▶ **Work request**
Count the lines in the data below that have "speeding" in them, and reply with only that number.

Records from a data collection
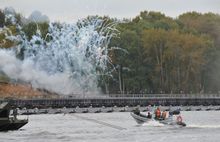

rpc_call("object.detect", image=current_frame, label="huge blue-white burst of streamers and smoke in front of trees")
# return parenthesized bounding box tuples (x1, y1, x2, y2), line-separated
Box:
(0, 18, 116, 95)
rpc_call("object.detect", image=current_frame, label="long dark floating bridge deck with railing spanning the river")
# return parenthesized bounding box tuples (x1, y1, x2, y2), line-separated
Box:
(1, 94, 220, 108)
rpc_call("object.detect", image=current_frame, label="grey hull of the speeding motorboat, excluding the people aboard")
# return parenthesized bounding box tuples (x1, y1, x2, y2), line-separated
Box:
(130, 112, 186, 126)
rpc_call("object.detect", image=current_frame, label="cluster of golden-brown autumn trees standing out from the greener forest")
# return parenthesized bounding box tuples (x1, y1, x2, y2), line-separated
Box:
(142, 29, 211, 93)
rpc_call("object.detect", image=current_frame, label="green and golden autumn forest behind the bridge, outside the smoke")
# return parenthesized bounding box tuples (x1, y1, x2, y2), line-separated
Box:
(0, 10, 220, 96)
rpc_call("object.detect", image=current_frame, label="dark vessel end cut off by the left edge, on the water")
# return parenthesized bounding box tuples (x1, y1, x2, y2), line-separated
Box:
(0, 102, 28, 131)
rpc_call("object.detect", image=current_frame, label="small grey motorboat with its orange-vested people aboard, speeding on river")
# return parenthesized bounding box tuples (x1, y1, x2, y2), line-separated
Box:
(130, 109, 186, 127)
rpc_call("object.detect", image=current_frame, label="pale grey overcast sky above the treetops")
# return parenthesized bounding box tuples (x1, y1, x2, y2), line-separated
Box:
(0, 0, 220, 22)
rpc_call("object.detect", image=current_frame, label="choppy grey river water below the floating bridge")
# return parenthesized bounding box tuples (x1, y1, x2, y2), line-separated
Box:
(0, 111, 220, 142)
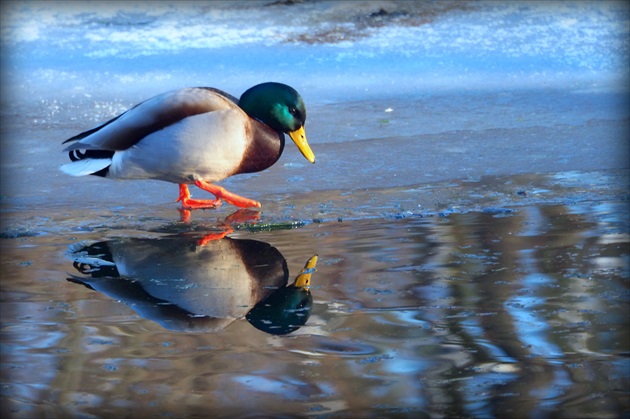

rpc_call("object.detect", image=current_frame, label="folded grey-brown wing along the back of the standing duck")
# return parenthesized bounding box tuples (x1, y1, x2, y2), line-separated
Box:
(63, 87, 238, 151)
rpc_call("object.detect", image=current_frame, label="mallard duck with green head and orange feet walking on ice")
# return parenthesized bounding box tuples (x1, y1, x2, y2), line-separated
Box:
(61, 82, 315, 209)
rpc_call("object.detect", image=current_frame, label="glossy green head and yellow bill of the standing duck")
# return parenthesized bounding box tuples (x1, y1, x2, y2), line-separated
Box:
(238, 82, 315, 163)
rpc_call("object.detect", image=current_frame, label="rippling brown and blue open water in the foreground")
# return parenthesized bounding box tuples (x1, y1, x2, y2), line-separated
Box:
(0, 176, 630, 417)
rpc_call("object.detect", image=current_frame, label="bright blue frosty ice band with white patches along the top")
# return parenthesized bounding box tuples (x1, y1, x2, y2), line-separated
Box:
(3, 1, 628, 96)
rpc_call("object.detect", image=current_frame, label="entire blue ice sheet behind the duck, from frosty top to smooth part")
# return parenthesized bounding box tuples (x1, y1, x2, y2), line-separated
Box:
(0, 1, 630, 212)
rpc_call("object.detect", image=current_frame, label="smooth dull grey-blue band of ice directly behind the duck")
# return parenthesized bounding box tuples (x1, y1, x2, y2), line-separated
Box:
(0, 90, 628, 213)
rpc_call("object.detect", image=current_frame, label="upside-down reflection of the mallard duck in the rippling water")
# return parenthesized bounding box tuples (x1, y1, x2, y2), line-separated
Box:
(68, 212, 317, 335)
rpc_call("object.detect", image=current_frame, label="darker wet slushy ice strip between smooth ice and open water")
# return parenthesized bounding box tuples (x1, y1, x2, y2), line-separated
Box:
(2, 170, 630, 237)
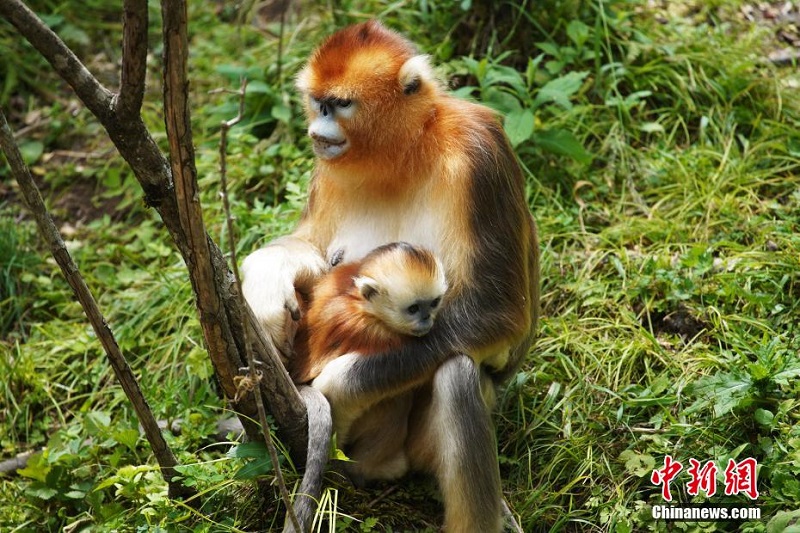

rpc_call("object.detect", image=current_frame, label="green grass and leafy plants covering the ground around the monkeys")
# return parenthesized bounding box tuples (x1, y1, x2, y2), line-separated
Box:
(0, 0, 800, 532)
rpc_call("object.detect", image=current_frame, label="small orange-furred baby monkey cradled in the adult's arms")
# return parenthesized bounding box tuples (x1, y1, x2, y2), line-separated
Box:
(290, 242, 447, 386)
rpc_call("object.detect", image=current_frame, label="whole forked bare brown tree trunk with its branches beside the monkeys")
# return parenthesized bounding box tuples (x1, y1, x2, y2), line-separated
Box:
(0, 0, 308, 470)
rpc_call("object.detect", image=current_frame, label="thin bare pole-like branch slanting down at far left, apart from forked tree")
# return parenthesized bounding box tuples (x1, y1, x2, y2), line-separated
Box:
(0, 110, 195, 497)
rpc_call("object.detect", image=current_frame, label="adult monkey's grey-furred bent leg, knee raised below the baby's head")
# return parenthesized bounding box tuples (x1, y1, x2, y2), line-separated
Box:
(409, 355, 502, 533)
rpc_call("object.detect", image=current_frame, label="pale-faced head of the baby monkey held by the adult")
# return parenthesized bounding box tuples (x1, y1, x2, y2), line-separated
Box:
(353, 242, 447, 337)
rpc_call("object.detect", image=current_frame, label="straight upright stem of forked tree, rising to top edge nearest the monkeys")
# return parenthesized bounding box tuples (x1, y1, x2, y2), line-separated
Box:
(156, 1, 307, 462)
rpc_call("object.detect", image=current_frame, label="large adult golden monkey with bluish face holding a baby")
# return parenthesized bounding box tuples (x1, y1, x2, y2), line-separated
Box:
(242, 21, 539, 532)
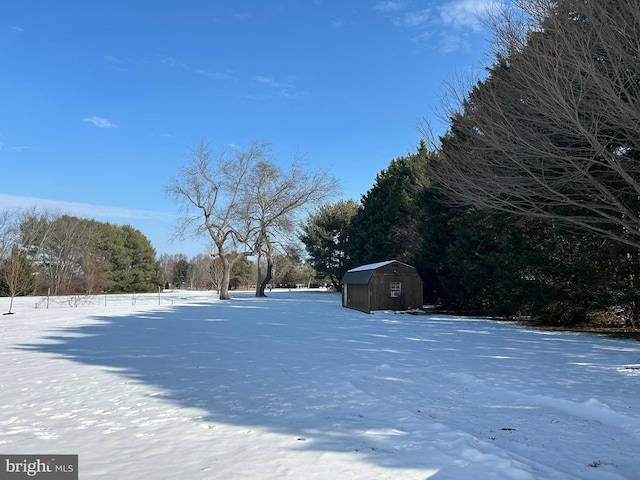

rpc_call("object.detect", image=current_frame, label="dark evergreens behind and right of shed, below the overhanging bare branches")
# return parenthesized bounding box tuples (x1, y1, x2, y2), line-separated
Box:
(301, 145, 640, 325)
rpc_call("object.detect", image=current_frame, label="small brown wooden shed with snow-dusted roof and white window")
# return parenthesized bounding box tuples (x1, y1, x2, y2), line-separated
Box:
(342, 260, 422, 313)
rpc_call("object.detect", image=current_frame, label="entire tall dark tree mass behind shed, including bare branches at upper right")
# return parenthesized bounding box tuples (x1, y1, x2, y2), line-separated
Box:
(302, 0, 640, 326)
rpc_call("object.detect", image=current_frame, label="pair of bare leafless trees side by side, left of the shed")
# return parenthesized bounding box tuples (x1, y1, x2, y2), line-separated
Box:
(166, 143, 338, 299)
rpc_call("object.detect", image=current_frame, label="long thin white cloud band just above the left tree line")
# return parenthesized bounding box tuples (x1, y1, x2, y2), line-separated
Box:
(0, 193, 167, 220)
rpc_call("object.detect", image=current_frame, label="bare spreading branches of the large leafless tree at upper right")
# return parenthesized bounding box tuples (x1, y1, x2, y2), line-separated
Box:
(429, 0, 640, 247)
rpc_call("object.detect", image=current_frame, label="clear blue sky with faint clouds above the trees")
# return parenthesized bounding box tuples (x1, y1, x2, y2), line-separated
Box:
(0, 0, 493, 256)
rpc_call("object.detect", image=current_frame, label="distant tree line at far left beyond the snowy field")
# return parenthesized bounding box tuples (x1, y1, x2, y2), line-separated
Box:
(0, 210, 162, 304)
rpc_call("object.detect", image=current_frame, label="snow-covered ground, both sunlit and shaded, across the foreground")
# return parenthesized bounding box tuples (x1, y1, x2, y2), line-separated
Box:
(0, 291, 640, 480)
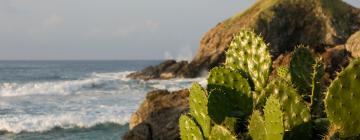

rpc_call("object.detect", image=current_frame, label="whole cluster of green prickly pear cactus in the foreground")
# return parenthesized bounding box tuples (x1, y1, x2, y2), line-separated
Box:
(179, 29, 360, 140)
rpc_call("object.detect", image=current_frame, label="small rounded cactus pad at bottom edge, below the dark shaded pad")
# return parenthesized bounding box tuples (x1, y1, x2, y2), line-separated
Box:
(209, 125, 236, 140)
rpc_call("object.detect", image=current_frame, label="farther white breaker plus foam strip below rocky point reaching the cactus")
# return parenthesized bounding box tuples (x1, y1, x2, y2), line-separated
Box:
(0, 71, 206, 97)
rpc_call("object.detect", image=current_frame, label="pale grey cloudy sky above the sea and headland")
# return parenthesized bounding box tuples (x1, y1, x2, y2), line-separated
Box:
(0, 0, 360, 60)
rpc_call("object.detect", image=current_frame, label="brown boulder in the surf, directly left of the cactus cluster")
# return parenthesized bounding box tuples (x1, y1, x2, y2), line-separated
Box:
(123, 90, 189, 140)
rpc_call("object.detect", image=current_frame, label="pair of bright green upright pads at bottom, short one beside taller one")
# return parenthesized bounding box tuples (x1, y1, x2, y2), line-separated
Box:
(249, 95, 285, 140)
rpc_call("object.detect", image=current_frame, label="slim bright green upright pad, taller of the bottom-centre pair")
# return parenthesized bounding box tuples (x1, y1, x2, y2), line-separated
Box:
(264, 95, 285, 140)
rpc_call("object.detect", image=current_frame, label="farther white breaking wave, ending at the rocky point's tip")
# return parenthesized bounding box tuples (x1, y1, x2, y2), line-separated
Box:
(0, 72, 131, 96)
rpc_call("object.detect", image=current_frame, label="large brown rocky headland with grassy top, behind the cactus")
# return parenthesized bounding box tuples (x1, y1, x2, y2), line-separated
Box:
(130, 0, 360, 79)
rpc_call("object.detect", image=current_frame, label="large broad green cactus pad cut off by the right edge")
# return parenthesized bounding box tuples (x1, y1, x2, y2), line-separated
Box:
(325, 59, 360, 138)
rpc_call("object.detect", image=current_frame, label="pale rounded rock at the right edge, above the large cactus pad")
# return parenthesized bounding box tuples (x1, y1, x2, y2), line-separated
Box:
(345, 31, 360, 58)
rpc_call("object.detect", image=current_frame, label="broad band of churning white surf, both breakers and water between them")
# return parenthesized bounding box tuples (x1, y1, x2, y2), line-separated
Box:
(0, 72, 206, 133)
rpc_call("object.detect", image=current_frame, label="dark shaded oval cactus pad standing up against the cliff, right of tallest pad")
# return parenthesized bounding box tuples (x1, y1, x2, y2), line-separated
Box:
(290, 45, 315, 95)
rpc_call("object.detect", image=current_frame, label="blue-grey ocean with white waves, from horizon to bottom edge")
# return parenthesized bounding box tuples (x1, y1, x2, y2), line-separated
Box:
(0, 61, 204, 140)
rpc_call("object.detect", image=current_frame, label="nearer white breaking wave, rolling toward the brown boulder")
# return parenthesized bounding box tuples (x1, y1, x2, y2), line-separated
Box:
(0, 107, 131, 133)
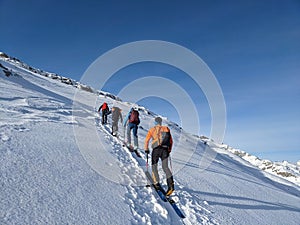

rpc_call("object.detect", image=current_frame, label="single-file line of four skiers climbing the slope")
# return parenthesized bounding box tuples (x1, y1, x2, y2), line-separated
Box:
(98, 102, 174, 196)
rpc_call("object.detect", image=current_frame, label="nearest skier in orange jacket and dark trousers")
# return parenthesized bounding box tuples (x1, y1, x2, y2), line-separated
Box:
(144, 117, 174, 196)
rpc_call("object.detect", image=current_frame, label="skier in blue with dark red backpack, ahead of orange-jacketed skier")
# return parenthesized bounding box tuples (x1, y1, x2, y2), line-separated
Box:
(124, 108, 140, 150)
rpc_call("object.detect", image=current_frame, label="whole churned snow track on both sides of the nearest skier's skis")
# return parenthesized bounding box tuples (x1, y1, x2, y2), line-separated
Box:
(95, 115, 219, 225)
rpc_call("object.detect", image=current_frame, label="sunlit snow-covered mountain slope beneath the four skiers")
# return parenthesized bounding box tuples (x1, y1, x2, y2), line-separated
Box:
(0, 55, 300, 224)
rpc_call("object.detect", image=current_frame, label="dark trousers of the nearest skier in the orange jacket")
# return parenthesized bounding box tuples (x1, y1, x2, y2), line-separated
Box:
(152, 146, 174, 189)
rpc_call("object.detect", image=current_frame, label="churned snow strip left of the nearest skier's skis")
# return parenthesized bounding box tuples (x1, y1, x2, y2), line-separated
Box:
(96, 120, 169, 224)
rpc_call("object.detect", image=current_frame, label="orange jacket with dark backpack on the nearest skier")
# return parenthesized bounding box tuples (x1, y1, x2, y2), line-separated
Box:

▶ **Response box**
2